::: PROVIDED ENTRIES

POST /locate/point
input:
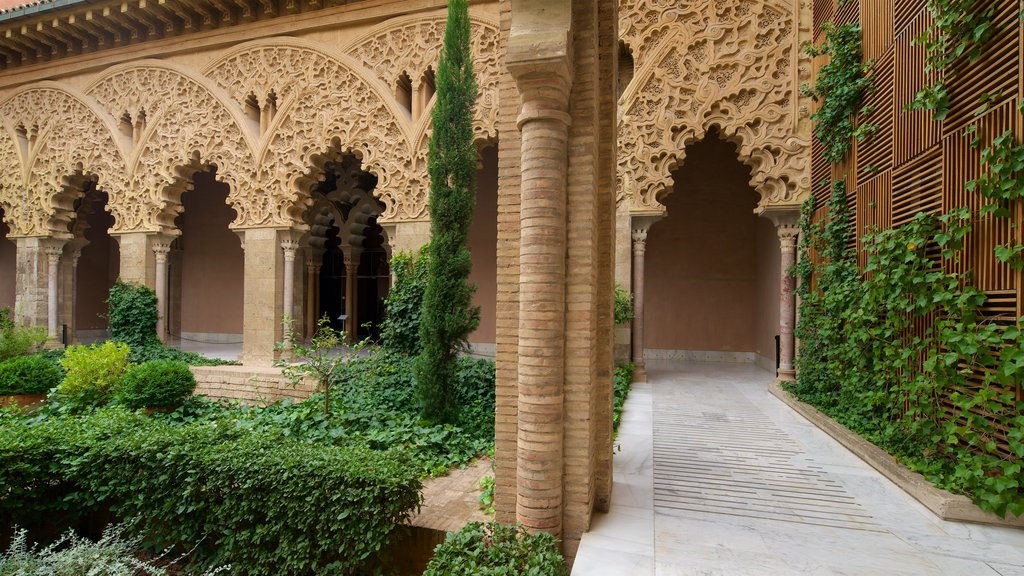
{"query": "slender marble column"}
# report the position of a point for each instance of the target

::::::
::: PROVIDED ENTRIES

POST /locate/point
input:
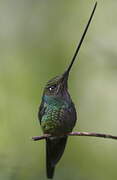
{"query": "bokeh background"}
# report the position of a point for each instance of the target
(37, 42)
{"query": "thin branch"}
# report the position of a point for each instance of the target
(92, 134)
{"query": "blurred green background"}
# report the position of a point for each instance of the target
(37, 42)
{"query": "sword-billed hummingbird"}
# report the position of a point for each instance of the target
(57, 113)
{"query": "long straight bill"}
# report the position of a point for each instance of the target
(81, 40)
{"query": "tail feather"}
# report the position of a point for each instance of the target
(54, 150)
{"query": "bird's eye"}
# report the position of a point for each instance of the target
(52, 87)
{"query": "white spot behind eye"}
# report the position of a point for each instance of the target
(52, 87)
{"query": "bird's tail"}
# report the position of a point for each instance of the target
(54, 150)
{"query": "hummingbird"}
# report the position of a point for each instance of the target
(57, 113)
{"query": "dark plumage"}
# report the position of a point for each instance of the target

::::::

• [ASSIGNMENT]: The answer must be every line of the listing that holds the word "background".

• [OUTPUT OF THE TASK]:
{"query": "bokeh background"}
{"query": "blurred green background"}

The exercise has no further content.